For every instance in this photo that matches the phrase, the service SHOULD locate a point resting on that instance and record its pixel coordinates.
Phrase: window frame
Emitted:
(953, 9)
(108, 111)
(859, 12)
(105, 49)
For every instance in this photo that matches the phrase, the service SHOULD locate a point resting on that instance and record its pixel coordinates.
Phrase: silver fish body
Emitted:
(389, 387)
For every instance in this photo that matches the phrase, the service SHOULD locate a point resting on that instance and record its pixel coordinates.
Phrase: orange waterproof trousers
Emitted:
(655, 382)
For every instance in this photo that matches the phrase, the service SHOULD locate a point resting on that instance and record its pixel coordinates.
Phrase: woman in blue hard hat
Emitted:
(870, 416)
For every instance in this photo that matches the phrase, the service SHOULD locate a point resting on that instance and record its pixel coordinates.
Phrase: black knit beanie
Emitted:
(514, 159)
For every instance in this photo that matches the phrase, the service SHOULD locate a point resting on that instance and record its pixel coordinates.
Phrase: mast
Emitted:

▸ Task objective
For this exercise, write all the records out again exactly.

▸ Written solution
For every instance in this photo that matches the phrase, the service SHOULD locate a point resting on that instance and record its pixel coordinates.
Phrase: window frame
Emitted:
(953, 9)
(108, 111)
(859, 12)
(105, 49)
For every instance in this photo that matches the phrase, the service SHOULD locate a point resting on that instance and record its pixel coordinates.
Phrase: silver fish body
Emitted:
(389, 387)
For every instance in this photo that matches the phrase, the service SHOULD locate a point resting on that instance and record its pixel coordinates.
Phrase: orange waterproof trousers
Emitted:
(655, 382)
For every instance in this photo that matches the phrase, the service SHOULD locate a point resting on that instance and record its pixel coordinates.
Phrase: woman in blue hard hat
Emitted:
(870, 416)
For every instance in this photo that matches the phrase, the service SHOULD locate a point resting on that instance and record its pixel coordinates.
Phrase: black knit beanie
Emitted:
(514, 159)
For every instance in this photo that matches the phrase, the service SHOULD locate a point resting on that instance and record its pixel coordinates.
Phrase: mast
Emitted:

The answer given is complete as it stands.